**AIM 1:** Extract every line of the rows below that contains the word "fence".

**TEXT EXTRACT:**

'''

You dominate the conversation
Make her want you
Play qualify and disqualify games.

Qualify is when you change your behavior to try to impress someone else. In social interactions, the person who is qualifying itself to the other person is the person of lower social status. That's how it's seen. If someone is always trying to accomodate you, to appease you, to build report, then it just seems in the interaction that she's of lower social status you're of higher social status.

For example, you say: A says - _"you know, I'm really into sports" _ and B replies - _"well, I used to play volleyball"_. B is qualifying. And if you do it once or twice it happens, but if you do it all the time it becomes pretty apparent that you are trying to qualify to her, to become all that she wants, to appease her.

You can make an assertion and see if she falls by it _"I find that adventurous people are the most fun"_, and if she agrees great if she doesn't agree fine because it's not like you said _"please qualify to me"_.

If she's like _"I really disagree"_ and gives a very logical answer, you know she's not trying to qualify herself to you. So joke around, tease her a little bit more, have some good conversations good vibe and try again later.

Qualifying is that narrative when you create the sense of she won you over, there's something special that's going to make it make more sense for you to hang out or get a number, etc. Disqualifying is going to make her try even harder and invest even more. So you want to do a little bit of both.

If every single time she tries to qualify you you just disqualify her (disagree), she'll give up and stop trying to qualify.
If every single time she tries to qualify you you always qualify her (agree with her), she's like _"this guy is too easy"_, _"there's no value in it"_.
So what you want is a mix of both. Occasionally qualify, occasionally disqualify.

*And the best way to do it is just be honest*. The things she says that really impress you, be impressed by it. The things she says that are kind of lame, don't be afraid to tell her are kind of lame.

*You can be soft-spoken and still disagree. *People like honest opinions because they like to know how things really are, and *having someone who can give a honest opinion can be quite attractive*. Being willing to say that that thing isn't that great, or that that thing doesn't look so good, or that you don't like that kind of music, or that you have another preference, etc.

Ok, I got a bit off-topic, so teasing can show dominance in some various ways like:

Romance but also being strong and competent.
People can impress with their sensitivity by becoming good at playing an instrument or simply expressing empathy and even moments of sincerity.
*- Girls with sensitivity like polite and respectful men with sensitivity and a gentle soul*. Someone who can open their heart and can show depths of feeling. Someone loving who is like a gentleman.

'''

**MATERIAL FOR THIS EXERCISE:**
'''

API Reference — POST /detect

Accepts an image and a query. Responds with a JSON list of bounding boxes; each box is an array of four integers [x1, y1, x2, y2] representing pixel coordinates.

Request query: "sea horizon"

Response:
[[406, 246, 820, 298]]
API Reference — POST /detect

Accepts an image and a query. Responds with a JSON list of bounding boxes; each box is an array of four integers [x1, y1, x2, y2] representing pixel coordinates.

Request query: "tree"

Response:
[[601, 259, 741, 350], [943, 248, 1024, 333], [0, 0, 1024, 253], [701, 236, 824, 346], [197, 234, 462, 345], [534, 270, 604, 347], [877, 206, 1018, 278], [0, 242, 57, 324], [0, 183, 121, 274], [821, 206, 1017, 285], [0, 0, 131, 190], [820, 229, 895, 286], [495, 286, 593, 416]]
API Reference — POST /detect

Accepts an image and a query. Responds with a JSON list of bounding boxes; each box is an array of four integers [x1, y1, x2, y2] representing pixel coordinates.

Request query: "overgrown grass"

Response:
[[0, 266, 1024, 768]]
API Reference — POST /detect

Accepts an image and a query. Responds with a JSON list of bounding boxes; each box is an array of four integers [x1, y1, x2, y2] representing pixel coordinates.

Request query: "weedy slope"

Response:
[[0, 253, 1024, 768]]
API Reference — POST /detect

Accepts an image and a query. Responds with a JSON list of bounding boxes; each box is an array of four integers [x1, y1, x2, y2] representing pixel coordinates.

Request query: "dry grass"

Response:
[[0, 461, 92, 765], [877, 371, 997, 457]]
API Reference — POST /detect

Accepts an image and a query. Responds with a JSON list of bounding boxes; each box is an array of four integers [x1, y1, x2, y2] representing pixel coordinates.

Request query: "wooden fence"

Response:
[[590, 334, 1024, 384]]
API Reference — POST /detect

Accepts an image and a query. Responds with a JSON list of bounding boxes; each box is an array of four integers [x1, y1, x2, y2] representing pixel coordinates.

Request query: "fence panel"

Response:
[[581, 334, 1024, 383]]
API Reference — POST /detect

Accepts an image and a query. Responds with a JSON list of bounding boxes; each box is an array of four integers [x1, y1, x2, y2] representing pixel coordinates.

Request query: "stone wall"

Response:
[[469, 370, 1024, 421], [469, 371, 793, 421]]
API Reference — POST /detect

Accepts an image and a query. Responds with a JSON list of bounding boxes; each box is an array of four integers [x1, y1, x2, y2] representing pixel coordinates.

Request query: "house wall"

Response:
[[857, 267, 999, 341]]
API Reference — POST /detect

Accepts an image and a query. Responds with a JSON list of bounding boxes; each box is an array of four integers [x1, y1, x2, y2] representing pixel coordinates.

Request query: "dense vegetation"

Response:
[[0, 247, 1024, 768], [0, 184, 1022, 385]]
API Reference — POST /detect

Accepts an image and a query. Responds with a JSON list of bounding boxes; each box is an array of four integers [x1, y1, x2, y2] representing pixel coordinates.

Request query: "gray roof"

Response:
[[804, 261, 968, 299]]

'''

**AIM 2:** In two sentences, what does the passage on qualifying and disqualifying say?

**FINAL ANSWER 1:**
Request query: "wooden fence"
Request query: "fence panel"

**FINAL ANSWER 2:** Qualifying means changing your behavior to impress someone, which marks the person doing it as lower in social status, while disqualifying makes her try even harder and invest even more. The advice is to mix the two by honestly being impressed by what impresses you and saying when something is lame, since someone who can give an honest opinion can be quite attractive.